[EXTRAIT À LIRE]
========
L. : Je ne me suis jamais posé la question ! Il est certain que je leur laisse rarement la bouche fermée ! Je pense qu’ils sont éberlués de voir la vie qui les entoure ! Peut-être sourient-ils ?

 

J. R. : Non. En tout cas, leurs yeux ne sourient pas ! 

L. : Peut-être sont-ils en train de nous héler pour que nous allions les rejoindre ? 

Equilibre, Déséquilibre
Equilibre, Déséquilibre

J. R. : Ils sont déjà si nombreux ! Et toujours derrière une vitre en train de regarder le spectateur. En somme, nous pensions être les regardeurs, mais nous sommes en même temps les regardés ?

L. : Souvent on m’a fait remarquer que j’avais fait des prisonniers. Mais non ! C’est nous les prisonniers. Nous sommes derrière la vitre, et ils nous regardent comme des bêtes curieuses en se demandant qui sont ces gens ! Parfois, ils regardent des pâtisseries, des scènes de notre vie…

 

J. R. : Si je considère ce mot "pâtisserie", je constate qu’il est à l’envers. Cela implique que je suis dans le magasin. Ils sont donc en train de me regarder manger les gâteaux ? S’ils sont dans la rue, nous sommes donc dans une complète erreur de perspective ?

L. : Ils regardent les gâteaux. Par gourmandise. L’une d’entre eux tire même la langue, de plaisir anticipé ! Un autre essaie de chaparder un bonbon dans un bocal, ce qui est impossible puisqu’il est à l’extérieur à la vitrine. D’où, en effet, une absence complète de perspective. Mais cela ne m’inquiète pas.

J. R. : Venons-en aux mises en scène de certains tableaux. Dans le cas que nous venons d’évoquer, nous sommes dans une situation géographique très explicite. Ce qui n’est pas le cas pour tous vos tableaux. 

L. : C’est que là, j’étais parti sur le thème des Sept Péchés capitaux. Je savais que je ferais "une gourmandise".
========
[ENTRÉES EXTRAITES]
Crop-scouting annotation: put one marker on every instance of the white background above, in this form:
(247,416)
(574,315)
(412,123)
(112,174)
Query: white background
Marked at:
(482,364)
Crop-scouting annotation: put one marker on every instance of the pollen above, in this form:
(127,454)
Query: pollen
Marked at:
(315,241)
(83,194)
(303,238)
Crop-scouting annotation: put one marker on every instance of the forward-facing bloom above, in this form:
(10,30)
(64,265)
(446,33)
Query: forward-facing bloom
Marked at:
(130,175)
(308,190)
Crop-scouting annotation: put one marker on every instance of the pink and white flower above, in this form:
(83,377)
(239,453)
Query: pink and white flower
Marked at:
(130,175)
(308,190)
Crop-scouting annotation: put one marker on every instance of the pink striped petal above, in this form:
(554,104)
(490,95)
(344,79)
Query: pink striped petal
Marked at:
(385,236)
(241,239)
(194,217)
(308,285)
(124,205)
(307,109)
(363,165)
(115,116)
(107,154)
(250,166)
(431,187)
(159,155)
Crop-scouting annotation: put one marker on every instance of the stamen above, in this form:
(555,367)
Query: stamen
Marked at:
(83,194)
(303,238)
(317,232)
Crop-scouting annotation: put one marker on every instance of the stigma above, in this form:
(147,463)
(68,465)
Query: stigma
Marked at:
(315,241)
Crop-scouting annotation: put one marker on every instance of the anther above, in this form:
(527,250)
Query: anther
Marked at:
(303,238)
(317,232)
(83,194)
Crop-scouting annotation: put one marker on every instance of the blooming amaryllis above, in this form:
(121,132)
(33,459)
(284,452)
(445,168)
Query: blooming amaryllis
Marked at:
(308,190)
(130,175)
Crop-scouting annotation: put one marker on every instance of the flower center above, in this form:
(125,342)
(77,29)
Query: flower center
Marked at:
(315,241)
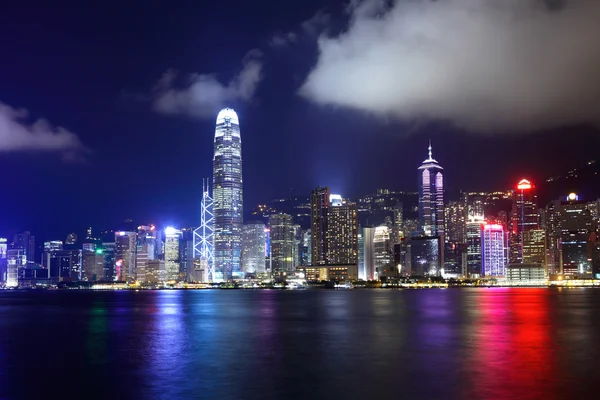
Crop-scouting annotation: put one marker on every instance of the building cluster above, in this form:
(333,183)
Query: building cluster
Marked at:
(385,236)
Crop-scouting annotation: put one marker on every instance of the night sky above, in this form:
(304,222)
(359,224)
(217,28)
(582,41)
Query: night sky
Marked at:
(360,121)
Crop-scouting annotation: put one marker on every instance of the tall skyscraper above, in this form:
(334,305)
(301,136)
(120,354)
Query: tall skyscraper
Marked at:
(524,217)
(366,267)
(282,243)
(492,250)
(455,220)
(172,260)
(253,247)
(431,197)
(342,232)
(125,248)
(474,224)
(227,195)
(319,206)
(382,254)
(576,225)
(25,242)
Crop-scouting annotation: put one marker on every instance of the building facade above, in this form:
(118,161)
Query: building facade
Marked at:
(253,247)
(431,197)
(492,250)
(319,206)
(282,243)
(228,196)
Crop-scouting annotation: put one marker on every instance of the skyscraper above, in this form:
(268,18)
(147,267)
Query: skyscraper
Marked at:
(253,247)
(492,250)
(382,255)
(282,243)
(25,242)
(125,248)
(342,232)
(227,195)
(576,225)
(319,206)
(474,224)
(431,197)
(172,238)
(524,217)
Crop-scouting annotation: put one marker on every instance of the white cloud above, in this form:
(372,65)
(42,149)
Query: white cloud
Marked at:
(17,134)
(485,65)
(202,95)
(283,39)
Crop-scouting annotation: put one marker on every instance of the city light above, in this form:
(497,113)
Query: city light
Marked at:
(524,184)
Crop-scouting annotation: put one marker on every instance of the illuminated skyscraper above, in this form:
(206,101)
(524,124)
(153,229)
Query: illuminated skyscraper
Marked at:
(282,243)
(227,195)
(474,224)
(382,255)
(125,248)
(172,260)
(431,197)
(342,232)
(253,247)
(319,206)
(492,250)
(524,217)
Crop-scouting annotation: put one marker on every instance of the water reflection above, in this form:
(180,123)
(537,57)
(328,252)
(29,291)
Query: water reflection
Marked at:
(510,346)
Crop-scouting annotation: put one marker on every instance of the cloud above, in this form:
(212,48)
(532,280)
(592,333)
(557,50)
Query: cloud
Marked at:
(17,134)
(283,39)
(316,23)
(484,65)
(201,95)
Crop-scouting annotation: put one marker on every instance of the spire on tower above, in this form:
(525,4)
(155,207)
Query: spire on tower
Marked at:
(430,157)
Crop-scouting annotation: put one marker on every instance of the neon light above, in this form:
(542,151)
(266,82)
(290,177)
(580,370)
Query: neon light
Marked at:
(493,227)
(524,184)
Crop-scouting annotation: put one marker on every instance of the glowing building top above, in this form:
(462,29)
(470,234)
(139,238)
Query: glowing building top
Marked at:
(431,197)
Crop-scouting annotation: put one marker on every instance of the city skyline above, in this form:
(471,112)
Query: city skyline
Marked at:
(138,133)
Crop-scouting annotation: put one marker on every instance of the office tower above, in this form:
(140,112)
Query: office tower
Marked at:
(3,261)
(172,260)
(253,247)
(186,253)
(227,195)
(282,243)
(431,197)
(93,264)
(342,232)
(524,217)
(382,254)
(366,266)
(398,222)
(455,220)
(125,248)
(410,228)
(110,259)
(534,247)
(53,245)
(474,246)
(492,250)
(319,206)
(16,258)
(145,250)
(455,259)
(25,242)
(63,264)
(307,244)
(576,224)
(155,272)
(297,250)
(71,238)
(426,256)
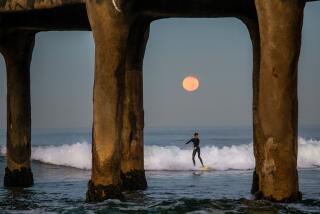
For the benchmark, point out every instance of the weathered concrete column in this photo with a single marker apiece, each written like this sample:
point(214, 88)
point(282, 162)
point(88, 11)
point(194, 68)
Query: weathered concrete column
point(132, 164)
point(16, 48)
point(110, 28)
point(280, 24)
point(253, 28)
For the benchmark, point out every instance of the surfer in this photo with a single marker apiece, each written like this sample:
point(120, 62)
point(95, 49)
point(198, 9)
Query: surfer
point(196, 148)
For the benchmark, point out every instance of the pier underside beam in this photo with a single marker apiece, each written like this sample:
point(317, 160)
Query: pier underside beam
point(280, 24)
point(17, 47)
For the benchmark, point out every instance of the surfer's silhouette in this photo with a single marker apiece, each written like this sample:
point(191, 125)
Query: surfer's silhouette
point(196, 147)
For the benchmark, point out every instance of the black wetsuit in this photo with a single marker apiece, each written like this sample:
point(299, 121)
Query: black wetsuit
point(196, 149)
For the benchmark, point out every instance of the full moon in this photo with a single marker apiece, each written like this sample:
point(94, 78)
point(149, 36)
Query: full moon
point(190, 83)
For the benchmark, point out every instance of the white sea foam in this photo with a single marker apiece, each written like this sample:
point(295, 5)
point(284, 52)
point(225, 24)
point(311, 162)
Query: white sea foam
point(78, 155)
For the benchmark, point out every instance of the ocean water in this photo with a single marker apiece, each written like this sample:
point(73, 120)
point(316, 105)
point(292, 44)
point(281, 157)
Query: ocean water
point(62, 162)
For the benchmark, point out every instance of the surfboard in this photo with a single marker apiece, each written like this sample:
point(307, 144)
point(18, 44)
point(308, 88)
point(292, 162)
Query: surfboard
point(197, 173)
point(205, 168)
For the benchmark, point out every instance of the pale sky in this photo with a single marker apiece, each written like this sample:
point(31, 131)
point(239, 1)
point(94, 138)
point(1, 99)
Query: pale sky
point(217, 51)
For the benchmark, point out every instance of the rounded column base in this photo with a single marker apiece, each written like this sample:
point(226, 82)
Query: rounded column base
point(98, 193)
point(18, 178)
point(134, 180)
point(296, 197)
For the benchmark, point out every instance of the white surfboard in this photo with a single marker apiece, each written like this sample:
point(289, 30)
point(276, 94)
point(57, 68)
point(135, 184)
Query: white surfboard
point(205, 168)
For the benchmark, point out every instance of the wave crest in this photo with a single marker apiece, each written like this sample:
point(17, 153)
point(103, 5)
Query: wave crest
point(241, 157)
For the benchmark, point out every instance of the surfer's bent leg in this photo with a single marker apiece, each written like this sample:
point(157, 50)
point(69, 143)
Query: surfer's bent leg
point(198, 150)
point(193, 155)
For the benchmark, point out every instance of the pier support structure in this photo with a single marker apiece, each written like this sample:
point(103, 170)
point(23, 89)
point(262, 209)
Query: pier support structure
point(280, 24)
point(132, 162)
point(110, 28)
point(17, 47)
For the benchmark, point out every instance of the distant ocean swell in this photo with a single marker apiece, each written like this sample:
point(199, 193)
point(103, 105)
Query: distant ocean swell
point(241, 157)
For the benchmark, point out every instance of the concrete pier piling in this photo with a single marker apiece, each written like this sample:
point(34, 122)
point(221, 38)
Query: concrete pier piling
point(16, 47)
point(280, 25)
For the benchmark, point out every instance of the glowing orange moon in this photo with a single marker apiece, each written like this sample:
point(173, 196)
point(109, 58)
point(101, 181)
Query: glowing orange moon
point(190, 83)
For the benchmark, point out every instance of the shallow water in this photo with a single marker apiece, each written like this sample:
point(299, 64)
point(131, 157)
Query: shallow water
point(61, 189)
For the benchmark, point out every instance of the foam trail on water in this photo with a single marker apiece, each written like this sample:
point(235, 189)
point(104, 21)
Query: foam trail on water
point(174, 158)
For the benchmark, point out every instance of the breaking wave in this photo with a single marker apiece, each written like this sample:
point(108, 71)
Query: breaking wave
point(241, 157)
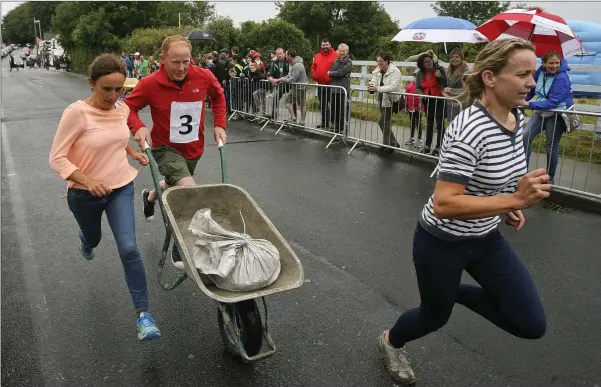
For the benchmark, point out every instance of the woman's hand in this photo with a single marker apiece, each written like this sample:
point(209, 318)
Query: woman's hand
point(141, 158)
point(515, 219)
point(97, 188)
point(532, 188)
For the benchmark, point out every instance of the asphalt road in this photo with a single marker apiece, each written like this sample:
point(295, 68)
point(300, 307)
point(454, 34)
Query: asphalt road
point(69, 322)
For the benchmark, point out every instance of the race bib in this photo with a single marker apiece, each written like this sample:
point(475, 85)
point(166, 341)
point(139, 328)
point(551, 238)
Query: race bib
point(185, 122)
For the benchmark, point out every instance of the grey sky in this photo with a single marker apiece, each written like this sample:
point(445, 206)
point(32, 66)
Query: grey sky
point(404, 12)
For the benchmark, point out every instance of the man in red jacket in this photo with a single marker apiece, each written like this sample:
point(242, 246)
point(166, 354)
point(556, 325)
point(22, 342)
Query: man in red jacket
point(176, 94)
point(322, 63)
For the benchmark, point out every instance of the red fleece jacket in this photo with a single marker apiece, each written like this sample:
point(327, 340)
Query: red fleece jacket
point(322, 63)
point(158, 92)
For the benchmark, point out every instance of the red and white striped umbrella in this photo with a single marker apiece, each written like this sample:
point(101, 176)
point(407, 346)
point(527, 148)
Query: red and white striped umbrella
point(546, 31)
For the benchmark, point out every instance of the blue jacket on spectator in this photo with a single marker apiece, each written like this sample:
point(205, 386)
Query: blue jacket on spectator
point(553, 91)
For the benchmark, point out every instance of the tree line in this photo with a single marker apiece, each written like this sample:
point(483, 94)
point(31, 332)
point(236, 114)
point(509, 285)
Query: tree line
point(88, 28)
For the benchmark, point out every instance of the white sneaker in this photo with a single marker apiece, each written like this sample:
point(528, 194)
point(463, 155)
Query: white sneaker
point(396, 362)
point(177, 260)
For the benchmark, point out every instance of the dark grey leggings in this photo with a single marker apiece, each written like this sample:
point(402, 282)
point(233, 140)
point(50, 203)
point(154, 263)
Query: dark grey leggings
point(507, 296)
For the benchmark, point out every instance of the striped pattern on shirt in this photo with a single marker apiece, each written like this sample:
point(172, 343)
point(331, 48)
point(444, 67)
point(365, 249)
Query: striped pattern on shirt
========
[EXERCICE]
Dans l'entretien, relevez toutes les actions que L. attribue aux personnages devant la vitrine de la pâtisserie.

[VOTRE RÉPONSE]
- Ils regardent les gâteaux, par gourmandise.
- L'une d'entre eux tire la langue, de plaisir anticipé.
- Un autre essaie de chaparder un bonbon dans un bocal.